— Start of SUPPLIED RECORDS —
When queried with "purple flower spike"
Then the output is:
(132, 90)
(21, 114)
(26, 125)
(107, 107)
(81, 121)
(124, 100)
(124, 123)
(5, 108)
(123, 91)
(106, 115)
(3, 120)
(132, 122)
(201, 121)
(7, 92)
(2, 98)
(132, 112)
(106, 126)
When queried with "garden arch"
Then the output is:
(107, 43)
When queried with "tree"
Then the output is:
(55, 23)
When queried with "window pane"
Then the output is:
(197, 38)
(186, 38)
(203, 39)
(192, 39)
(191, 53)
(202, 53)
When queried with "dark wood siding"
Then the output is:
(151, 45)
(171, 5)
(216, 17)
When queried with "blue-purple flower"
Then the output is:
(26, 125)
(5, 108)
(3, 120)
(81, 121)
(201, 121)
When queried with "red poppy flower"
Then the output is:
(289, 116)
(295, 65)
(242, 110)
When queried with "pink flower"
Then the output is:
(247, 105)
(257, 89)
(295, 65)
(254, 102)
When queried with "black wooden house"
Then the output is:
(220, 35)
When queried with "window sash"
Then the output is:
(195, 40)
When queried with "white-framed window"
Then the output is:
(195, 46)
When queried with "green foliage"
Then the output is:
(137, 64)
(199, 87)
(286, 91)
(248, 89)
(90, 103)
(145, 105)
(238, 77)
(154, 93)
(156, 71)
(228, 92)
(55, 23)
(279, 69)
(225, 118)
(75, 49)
— End of SUPPLIED RECORDS —
Copy every row above without any changes.

When queried with "purple flower spike"
Then the output is:
(132, 90)
(21, 114)
(26, 125)
(107, 107)
(81, 121)
(124, 100)
(124, 123)
(5, 108)
(123, 91)
(106, 115)
(3, 120)
(132, 122)
(201, 121)
(7, 92)
(2, 98)
(132, 112)
(106, 126)
When queried with "garden arch"
Then the output is:
(107, 43)
When queried with "tree"
Then the output is:
(55, 23)
When queried with "window pane"
Then the output is:
(197, 38)
(186, 38)
(203, 39)
(192, 39)
(191, 53)
(202, 53)
When queried with "dark wood siding"
Then the output is:
(151, 45)
(171, 5)
(216, 17)
When queried with "blue-purple flower"
Then the output is:
(26, 125)
(5, 108)
(3, 120)
(81, 121)
(201, 121)
When queried with "red poppy flower"
Then the output is:
(289, 116)
(295, 65)
(242, 110)
When queried with "pink flower"
Then the output is:
(247, 105)
(257, 89)
(295, 65)
(254, 102)
When queried with "black wooden house"
Then the output is:
(220, 35)
When queried with "window sash"
Then the output is:
(195, 40)
When queried with "white-framed window"
Then the output is:
(195, 46)
When queried with "green foliage"
Then the output is:
(137, 64)
(199, 87)
(286, 91)
(248, 89)
(90, 103)
(145, 105)
(238, 77)
(154, 93)
(156, 71)
(228, 92)
(55, 23)
(279, 69)
(225, 118)
(75, 49)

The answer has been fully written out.